- Task details -
What factors does the sewer line passage below say determine the total price of a complete replacement?

Sewer lines are the huge pipes that carry sewage water away from your home. However, sometimes, this water can backflow and collect in crawl spaces, the basement, or under paved surfaces. This is not only extremely dirty, smelly, and unhygienic but can also cause immense damage to your property. Hence, during such scenarios, a sewer line replacement becomes a necessity.

Due to the huge size of sewer pipes, the problems are often difficult to detect. You only realize that something is wrong when you observe stinky, wet patches on your yard. If the damage is not major, you can simply resort to a simple repair and spend a few hundred dollars. However, if the issue is big and involves a broken sewer, you might need to replace the entire line.

In order to understand the extent of damage, consult with a professional in-pipe video camera service. They shall point to the exact location of the problem along with its magnitude. And if you need to undergo a complete sewer line replacement, then you should calculate the total price — which depends on several factors, such as the type of pipe, replacement method, and the involved complexities.

- Listed records -
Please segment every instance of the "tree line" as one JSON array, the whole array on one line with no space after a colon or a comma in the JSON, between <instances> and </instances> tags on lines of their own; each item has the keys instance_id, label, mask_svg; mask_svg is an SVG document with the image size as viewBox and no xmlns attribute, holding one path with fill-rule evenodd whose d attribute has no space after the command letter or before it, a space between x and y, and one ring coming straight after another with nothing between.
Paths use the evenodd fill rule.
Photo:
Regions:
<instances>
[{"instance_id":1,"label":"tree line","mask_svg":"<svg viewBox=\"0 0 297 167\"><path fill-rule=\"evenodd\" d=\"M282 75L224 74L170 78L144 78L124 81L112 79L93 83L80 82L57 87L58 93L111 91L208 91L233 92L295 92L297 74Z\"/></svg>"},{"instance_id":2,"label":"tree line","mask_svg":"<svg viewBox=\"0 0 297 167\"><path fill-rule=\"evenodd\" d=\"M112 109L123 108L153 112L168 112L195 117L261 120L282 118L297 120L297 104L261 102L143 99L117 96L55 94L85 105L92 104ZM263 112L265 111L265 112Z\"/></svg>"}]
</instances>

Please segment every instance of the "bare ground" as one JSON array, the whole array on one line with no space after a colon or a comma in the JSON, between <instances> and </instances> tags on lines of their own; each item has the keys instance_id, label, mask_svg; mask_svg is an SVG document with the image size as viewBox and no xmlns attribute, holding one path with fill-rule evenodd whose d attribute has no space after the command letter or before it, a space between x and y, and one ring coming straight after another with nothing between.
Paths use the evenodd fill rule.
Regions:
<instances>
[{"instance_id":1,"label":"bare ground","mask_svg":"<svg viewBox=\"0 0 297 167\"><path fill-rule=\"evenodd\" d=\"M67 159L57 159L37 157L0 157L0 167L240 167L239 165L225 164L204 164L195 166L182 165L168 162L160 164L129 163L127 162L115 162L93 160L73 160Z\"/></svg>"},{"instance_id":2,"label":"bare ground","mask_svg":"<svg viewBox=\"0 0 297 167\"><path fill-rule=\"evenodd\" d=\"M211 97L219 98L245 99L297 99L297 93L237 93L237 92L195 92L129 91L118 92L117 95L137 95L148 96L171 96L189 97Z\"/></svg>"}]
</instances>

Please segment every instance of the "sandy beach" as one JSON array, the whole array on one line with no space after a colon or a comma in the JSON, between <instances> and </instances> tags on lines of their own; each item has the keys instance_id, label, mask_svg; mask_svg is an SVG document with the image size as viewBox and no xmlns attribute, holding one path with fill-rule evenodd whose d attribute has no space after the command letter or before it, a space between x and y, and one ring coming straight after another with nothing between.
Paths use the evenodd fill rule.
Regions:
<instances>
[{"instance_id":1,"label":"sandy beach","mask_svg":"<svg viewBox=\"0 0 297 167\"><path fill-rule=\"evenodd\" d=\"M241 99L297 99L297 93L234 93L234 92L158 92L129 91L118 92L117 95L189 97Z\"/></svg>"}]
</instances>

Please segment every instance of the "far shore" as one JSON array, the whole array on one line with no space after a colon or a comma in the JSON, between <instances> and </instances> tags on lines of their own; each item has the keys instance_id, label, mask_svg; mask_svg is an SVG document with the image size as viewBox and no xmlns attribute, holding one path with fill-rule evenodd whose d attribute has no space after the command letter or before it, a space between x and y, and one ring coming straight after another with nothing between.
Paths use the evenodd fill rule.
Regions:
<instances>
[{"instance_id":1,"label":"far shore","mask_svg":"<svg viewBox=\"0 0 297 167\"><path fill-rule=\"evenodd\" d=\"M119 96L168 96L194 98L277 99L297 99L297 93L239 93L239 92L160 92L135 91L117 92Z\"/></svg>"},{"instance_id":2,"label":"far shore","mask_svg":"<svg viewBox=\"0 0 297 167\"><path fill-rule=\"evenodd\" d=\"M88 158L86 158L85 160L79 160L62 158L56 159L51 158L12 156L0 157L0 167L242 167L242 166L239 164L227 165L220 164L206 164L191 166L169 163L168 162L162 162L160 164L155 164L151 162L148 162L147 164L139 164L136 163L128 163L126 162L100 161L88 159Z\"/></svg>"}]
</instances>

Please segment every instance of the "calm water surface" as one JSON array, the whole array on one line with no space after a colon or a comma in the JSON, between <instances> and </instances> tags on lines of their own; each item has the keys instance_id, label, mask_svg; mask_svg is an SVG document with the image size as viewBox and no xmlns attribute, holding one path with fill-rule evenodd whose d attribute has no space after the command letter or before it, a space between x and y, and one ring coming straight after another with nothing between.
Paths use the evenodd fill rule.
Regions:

- Response -
The type of pipe, the replacement method, and the complexities involved.